Location annotation dataset excerpts:

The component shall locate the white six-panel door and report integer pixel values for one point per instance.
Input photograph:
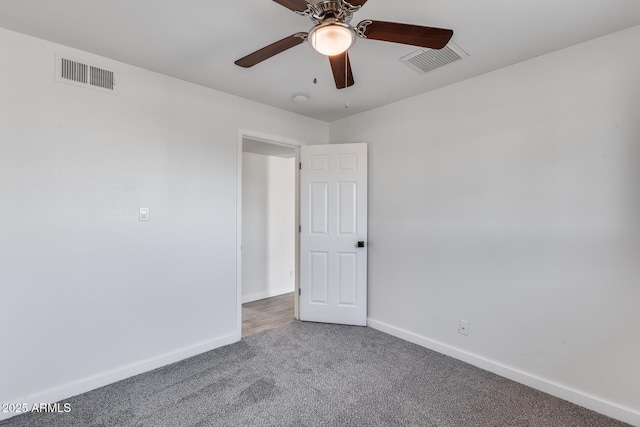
(333, 234)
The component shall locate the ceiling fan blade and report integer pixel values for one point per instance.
(295, 5)
(271, 50)
(341, 67)
(415, 35)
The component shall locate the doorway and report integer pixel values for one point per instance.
(267, 232)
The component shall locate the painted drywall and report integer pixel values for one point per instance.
(512, 201)
(88, 294)
(268, 226)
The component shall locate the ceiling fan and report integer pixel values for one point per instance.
(332, 35)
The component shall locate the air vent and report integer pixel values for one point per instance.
(79, 73)
(73, 71)
(101, 78)
(425, 60)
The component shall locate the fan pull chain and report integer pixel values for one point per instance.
(346, 77)
(315, 69)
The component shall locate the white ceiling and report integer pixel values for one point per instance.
(198, 41)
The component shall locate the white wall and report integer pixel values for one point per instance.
(512, 201)
(88, 294)
(268, 226)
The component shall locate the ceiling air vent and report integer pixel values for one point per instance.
(79, 73)
(425, 60)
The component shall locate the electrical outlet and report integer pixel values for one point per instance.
(463, 327)
(144, 214)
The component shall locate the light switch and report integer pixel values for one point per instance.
(144, 214)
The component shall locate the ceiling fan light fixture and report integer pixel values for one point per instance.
(332, 38)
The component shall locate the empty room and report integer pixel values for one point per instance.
(443, 196)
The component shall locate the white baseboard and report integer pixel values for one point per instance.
(255, 296)
(74, 388)
(575, 396)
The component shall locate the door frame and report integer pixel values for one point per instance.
(274, 140)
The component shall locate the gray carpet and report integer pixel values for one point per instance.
(307, 374)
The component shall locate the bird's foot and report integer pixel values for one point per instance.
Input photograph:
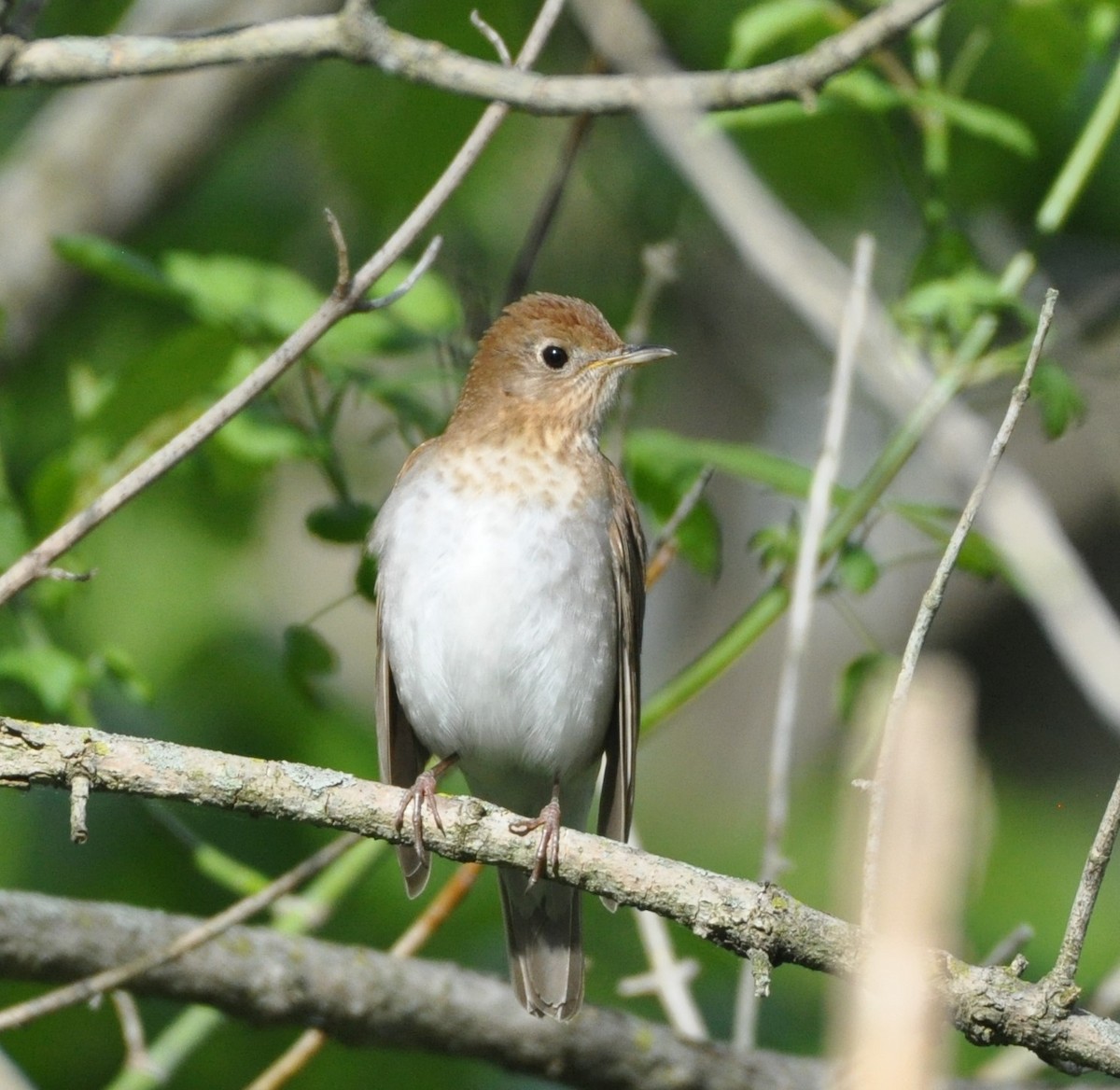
(421, 792)
(548, 849)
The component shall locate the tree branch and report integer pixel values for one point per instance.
(362, 37)
(989, 1005)
(343, 301)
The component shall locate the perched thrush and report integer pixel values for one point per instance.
(510, 603)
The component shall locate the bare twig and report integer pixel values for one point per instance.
(342, 252)
(669, 977)
(1009, 945)
(81, 990)
(665, 545)
(894, 1029)
(333, 309)
(79, 798)
(1069, 955)
(818, 508)
(406, 286)
(548, 207)
(1054, 580)
(358, 35)
(931, 602)
(135, 1047)
(493, 37)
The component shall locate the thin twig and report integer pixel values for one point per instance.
(359, 36)
(81, 990)
(493, 37)
(1009, 945)
(79, 799)
(548, 207)
(135, 1049)
(818, 508)
(335, 307)
(931, 602)
(342, 252)
(669, 977)
(308, 1044)
(665, 545)
(406, 286)
(1069, 955)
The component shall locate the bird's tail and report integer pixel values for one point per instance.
(542, 932)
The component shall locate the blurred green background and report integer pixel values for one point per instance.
(213, 618)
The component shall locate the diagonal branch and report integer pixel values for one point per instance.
(35, 564)
(989, 1005)
(357, 34)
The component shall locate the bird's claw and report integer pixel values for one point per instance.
(421, 792)
(548, 849)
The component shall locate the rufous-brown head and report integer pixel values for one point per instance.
(550, 361)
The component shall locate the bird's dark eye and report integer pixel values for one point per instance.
(553, 356)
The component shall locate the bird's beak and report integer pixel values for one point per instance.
(636, 356)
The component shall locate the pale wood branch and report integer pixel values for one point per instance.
(989, 1005)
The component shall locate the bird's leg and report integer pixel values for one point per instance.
(548, 850)
(424, 791)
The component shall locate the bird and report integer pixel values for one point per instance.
(510, 602)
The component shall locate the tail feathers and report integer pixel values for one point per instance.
(542, 932)
(415, 866)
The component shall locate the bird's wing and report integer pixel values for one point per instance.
(401, 758)
(627, 546)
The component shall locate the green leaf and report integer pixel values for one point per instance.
(14, 537)
(661, 485)
(978, 554)
(740, 459)
(410, 409)
(116, 264)
(253, 298)
(255, 440)
(857, 569)
(1059, 402)
(952, 302)
(120, 665)
(259, 300)
(365, 580)
(981, 121)
(763, 26)
(53, 675)
(180, 370)
(789, 477)
(777, 547)
(307, 657)
(345, 522)
(860, 679)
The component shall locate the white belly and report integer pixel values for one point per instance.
(498, 618)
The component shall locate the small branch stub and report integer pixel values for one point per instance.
(79, 797)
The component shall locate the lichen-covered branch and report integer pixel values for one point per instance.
(990, 1005)
(357, 35)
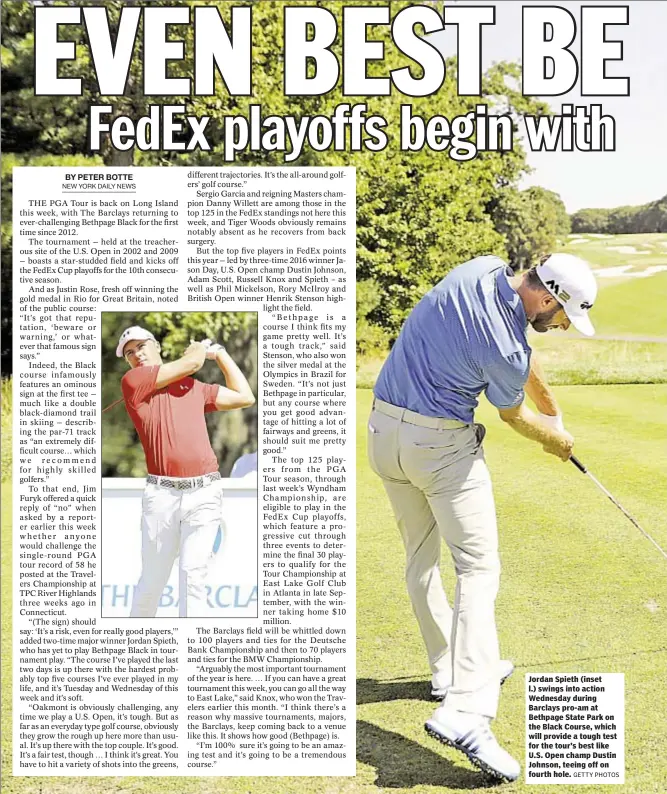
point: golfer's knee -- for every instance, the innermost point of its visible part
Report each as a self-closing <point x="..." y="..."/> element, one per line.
<point x="484" y="567"/>
<point x="418" y="573"/>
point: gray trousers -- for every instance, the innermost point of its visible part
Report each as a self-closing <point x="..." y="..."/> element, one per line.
<point x="435" y="475"/>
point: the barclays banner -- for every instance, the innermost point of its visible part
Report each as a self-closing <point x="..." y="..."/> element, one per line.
<point x="232" y="581"/>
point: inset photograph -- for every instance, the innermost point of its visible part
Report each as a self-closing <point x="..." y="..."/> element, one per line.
<point x="179" y="464"/>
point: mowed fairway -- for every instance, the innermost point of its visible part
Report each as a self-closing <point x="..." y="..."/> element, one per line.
<point x="581" y="591"/>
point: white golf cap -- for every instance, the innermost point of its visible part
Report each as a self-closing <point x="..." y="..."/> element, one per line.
<point x="134" y="332"/>
<point x="570" y="280"/>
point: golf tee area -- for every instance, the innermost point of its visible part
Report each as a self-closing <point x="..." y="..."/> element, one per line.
<point x="582" y="591"/>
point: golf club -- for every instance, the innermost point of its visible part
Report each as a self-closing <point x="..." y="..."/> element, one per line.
<point x="584" y="470"/>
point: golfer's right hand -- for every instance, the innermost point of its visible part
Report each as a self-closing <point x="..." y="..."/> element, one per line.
<point x="197" y="351"/>
<point x="560" y="445"/>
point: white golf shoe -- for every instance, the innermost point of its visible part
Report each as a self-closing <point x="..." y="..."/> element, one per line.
<point x="441" y="681"/>
<point x="471" y="734"/>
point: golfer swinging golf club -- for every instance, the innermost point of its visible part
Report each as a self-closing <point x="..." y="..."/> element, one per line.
<point x="181" y="508"/>
<point x="467" y="336"/>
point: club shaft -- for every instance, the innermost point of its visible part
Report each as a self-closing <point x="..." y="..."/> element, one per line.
<point x="626" y="514"/>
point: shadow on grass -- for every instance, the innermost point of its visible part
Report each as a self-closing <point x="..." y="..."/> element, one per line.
<point x="402" y="763"/>
<point x="371" y="691"/>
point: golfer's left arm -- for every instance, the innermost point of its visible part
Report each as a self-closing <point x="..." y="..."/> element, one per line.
<point x="543" y="396"/>
<point x="539" y="390"/>
<point x="237" y="392"/>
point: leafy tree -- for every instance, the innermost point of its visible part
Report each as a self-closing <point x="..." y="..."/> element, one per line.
<point x="641" y="219"/>
<point x="532" y="222"/>
<point x="590" y="221"/>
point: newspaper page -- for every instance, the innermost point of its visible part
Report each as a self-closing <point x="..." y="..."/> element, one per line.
<point x="315" y="318"/>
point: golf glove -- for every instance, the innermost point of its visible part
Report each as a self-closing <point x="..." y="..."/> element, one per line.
<point x="553" y="422"/>
<point x="212" y="348"/>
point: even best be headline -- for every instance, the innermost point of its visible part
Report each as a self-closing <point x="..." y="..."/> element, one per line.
<point x="319" y="51"/>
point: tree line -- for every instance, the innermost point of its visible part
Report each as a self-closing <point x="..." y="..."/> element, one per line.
<point x="643" y="219"/>
<point x="418" y="213"/>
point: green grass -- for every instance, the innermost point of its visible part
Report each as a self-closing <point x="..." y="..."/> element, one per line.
<point x="633" y="306"/>
<point x="650" y="249"/>
<point x="578" y="588"/>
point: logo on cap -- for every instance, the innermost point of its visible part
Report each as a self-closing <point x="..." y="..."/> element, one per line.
<point x="564" y="296"/>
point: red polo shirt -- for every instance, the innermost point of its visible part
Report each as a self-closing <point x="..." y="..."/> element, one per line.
<point x="170" y="422"/>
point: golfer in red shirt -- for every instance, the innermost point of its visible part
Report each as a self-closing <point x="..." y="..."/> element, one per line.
<point x="181" y="507"/>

▶ **Exercise requirements**
Repeat the line that contains "point: tree line", then every line after it until the records end, with nothing added.

▶ **Solution below**
point: tree line -- for every instance, the innermost point of its visible part
Report each as a self-closing <point x="..." y="..."/> element, one per line.
<point x="643" y="219"/>
<point x="418" y="213"/>
point: green grass -- for every instance, the innermost point of its visible part
Report each as a self-closing <point x="..." y="..."/> element, one per line.
<point x="633" y="306"/>
<point x="650" y="249"/>
<point x="578" y="588"/>
point: logo on cap -- for every instance, the innermost point of its visible part
Report each as a self-closing <point x="..." y="..."/> element, one per line.
<point x="564" y="296"/>
point: red polo shirt -- for every instance, the innermost point of its visible part
Report each as a self-closing <point x="..." y="..."/> element, one per line.
<point x="170" y="422"/>
point: golfer in red shirt -- for every instance, the innermost point of its visible part
Report each as a self-closing <point x="..." y="..."/> element, one per line.
<point x="181" y="507"/>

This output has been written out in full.